* [QUESTIONS ON THE MATERIAL]:
1. From the article on the front-line worker pay bill, list the groups of workers that the Republican proposal would pay.
2. Reproduce the passage of the article on the front-line worker pay bill that begins at the words "Workers must have" and stops after "period is opened.".

Full House Passes Bill Providing Front-Line Worker Pay

February 28, 2022

The bill would allow eligible workers, whose jobs put them at risk of contracting COVID-19, to apply for payments of $1,500.

The full House has approved $1 billion of front-line worker pay for people who worked jobs that put them at risk of contracting COVID-19 during the height of the pandemic.

HF 2900 (Rep. Cedrick Frazier, DFL-New Hope) passed the House by a 71-61 vote. Under this bill, an estimated 667,000 eligible front-line workers could apply for payments of $1,500.

Last year the Legislature appropriated $250 million for the program, but a Front-line Worker Pay Working Group failed to reach an agreement in the interim on how to distribute the funds. HF 2900 moved forward as the DFL proposal, going through six committees with several amendments along the way before reaching the House floor.


The following sectors are included in the bill:

  • Long-term care and home care.
  • Health care.
  • Emergency responders.
  • Public health, social service, and regulatory service.
  • Courts and corrections.
  • Child care.
  • Schools, including charter schools, state schools, and higher education.
  • Food service, including production, processing, preparation, sale, and delivery.
  • Retail, including sales, fulfillment, distribution, and delivery.
  • Temporary shelters and hotels.
  • Building services, including maintenance, janitorial, and security.
  • Public transit.
  • Ground and air transportation services.
  • Manufacturing
  • Vocational rehabilitation.

Workers must have worked in person for at least 120 hours in Minnesota for one or more front-line sectors during the time period of March 15, 2020, to June 30, 2021. Payments are subject to the following income limits:

  • $85,000 ($185,000 for a married taxpayer filing a joint return)
  • $175,000 for those who worked directly with COVID-19 patients ($350,000 for a married taxpayer filing a joint return)

The funds would be administered through an application system run by the Department of Labor and Industry. The payments would not be considered as income for tax purposes.

Impact to cities

Under this bill, employers in front-line sectors — including cities — must provide notice advising all current employees who may be eligible for the front-line worker pay and how to apply, within 15 days of when the application period is opened.

Status of Senate bill

The Senate companion bill, SF 2650 (Sen. Erin Murphy, DFL-St. Paul), has not yet been scheduled for a committee hearing. It differs from the Republican proposal of providing pay of $1,200 to a more limited pool of nurses, first responders, nursing home caregivers, and correctional officers.

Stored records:
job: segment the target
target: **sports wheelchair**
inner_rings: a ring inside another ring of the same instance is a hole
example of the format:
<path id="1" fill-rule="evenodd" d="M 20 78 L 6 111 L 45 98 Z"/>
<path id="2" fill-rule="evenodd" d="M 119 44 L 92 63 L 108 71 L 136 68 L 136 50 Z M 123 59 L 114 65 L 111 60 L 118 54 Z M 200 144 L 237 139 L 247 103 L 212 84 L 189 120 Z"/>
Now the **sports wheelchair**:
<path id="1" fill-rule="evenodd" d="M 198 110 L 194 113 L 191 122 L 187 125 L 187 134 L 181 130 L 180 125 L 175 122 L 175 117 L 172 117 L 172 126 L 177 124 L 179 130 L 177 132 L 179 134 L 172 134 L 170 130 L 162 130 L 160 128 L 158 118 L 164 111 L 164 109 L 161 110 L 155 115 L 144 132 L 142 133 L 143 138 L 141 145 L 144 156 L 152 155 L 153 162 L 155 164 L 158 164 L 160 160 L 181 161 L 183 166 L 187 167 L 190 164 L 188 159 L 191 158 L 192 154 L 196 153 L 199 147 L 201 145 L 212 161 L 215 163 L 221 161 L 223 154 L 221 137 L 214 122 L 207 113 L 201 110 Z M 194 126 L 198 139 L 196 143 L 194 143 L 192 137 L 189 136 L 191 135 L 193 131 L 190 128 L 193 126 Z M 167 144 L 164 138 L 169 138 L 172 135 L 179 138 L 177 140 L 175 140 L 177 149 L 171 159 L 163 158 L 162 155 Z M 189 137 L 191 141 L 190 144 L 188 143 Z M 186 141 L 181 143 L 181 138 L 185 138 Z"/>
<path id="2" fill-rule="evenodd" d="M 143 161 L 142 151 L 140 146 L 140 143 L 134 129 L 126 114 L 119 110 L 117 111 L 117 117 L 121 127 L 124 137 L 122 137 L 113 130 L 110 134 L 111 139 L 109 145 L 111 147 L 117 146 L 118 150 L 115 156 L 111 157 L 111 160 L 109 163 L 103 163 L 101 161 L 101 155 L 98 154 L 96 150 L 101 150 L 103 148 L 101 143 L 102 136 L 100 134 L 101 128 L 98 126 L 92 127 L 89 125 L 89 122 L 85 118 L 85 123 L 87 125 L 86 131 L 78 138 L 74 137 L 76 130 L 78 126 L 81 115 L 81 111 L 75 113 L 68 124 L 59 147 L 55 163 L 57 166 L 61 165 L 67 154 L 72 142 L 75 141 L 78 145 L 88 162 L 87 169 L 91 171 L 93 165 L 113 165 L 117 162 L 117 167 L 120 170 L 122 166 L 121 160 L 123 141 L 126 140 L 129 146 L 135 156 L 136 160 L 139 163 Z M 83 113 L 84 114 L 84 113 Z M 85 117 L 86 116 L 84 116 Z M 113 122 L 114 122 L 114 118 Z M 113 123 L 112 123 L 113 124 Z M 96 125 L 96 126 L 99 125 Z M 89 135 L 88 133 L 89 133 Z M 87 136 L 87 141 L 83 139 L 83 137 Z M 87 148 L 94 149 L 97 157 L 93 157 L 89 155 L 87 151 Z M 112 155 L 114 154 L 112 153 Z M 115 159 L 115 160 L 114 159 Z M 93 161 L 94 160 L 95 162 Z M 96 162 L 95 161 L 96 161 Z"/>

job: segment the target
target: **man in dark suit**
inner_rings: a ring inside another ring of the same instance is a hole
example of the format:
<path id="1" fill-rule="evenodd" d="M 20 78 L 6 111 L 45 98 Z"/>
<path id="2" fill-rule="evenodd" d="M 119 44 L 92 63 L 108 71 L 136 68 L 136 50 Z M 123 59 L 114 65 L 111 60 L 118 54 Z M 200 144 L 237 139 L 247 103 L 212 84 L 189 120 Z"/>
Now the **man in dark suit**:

* [SOLUTIONS BELOW]:
1.
- Nurses
- First responders
- Nursing home caregivers
- Correctional officers

2.
Workers must have worked in person for at least 120 hours in Minnesota for one or more front-line sectors during the time period of March 15, 2020, to June 30, 2021. Payments are subject to the following income limits:

  • $85,000 ($185,000 for a married taxpayer filing a joint return)
  • $175,000 for those who worked directly with COVID-19 patients ($350,000 for a married taxpayer filing a joint return)

The funds would be administered through an application system run by the Department of Labor and Industry. The payments would not be considered as income for tax purposes.

Impact to cities

Under this bill, employers in front-line sectors — including cities — must provide notice advising all current employees who may be eligible for the front-line worker pay and how to apply, within 15 days of when the application period is opened.